Point-per-instance localization data

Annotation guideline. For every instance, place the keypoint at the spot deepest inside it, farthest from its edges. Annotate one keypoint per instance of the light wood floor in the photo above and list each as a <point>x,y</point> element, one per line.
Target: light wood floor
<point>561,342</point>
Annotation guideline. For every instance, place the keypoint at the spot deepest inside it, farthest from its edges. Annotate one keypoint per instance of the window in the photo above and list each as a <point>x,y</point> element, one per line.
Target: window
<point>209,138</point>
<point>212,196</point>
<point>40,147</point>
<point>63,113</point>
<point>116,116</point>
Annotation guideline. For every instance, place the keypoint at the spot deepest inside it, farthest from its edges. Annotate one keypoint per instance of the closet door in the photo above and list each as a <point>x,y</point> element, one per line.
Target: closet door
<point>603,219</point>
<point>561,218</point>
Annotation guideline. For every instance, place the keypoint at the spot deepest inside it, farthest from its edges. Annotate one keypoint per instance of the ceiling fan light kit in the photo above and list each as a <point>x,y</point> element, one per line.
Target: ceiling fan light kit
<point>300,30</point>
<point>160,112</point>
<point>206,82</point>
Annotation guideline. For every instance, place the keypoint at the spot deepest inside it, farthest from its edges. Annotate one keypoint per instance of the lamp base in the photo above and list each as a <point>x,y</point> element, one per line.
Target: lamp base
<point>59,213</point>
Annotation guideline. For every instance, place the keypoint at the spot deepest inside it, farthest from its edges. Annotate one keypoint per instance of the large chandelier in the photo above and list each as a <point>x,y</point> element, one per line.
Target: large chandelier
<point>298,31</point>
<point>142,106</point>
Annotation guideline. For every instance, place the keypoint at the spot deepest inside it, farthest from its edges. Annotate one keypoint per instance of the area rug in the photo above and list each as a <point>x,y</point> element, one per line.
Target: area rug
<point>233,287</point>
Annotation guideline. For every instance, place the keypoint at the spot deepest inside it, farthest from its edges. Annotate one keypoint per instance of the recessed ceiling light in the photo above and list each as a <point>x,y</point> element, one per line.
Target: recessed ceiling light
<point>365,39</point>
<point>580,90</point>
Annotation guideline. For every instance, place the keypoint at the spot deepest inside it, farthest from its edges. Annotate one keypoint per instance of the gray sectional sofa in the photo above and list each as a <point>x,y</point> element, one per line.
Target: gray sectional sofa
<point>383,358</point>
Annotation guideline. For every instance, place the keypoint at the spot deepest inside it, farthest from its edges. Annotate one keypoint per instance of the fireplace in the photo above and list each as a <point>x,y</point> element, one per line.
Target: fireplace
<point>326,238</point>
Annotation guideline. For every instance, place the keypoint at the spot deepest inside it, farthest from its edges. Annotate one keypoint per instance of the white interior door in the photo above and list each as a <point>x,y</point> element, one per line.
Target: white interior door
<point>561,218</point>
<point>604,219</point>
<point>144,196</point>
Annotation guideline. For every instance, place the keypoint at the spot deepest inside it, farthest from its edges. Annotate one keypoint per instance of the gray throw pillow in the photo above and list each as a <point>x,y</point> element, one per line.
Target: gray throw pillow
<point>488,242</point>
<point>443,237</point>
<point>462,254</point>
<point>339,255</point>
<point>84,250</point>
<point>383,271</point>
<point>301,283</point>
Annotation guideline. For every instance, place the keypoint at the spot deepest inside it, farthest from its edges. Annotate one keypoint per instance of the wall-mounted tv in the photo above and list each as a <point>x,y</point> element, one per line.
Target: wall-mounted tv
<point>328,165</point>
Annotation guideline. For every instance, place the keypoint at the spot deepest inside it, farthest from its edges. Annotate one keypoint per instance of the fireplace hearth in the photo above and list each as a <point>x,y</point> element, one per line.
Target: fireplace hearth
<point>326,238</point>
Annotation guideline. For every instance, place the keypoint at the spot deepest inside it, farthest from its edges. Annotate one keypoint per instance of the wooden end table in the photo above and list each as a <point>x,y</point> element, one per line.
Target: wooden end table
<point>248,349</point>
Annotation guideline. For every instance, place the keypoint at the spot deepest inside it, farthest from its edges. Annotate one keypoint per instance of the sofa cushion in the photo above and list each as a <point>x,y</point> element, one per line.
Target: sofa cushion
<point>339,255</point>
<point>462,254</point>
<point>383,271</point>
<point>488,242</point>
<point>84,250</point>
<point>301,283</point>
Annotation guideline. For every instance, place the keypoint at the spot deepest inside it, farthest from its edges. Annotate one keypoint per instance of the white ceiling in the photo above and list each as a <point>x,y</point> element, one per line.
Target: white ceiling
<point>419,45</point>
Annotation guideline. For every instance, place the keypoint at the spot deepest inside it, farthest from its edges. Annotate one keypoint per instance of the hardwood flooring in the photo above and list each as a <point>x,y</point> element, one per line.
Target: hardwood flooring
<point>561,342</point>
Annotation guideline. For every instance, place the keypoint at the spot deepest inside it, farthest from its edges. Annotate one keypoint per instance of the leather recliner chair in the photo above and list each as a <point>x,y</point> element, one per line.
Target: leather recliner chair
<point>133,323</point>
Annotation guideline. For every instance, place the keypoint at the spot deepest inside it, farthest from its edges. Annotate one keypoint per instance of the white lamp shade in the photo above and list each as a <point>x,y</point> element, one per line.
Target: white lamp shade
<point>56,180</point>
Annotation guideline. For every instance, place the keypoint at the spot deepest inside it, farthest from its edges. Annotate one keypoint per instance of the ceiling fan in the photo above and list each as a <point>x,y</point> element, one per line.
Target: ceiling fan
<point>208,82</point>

[Instructions for the task] Of all the entries above, retype exactly the lines from the line with "Target: wooden end table" to the line with "the white lamp", both included, and no others.

[Written reply]
Target: wooden end table
<point>248,349</point>
Annotation guideline. For every instance, place the keypoint at the spot deepest inside it, farthest from its edges. Annotate one keypoint per instance of the sofa cushion in the photo above and list each as a <point>x,y</point> element, one per line.
Target: sofa cushion
<point>339,255</point>
<point>462,254</point>
<point>383,271</point>
<point>488,242</point>
<point>84,250</point>
<point>301,283</point>
Annotation guideline. For every instance, place the keypoint at the spot deepest inside it, farthest from its edges. Annotate one keypoint per instance of the white ceiling in the photo above and list each as a <point>x,y</point> element, one per line.
Target: white ceiling
<point>419,45</point>
Annotation guideline. For every instance, place the keypoint at the spot deepest inside it, farthest from its edges. Annotate one keypoint per instance of the hardwood flooring in the photo above and list each as a <point>x,y</point> element, one per line.
Target: hardwood flooring
<point>561,342</point>
Annotation guideline. For every instance, place the keypoint at the spot deepest inside it, farthest from its edges. Annotate one keypoint per instance of the leather recliner chair in the photo above and list each as a <point>x,y</point> element, one per line.
Target: leather recliner chair
<point>133,323</point>
Annotation guideline. For every instance, place the keypoint at the spot deepest inside it, farthest from its edges. Annotate one keypoint per instance of the white lamp shade in the photo above and list each as a <point>x,y</point> element, one per line.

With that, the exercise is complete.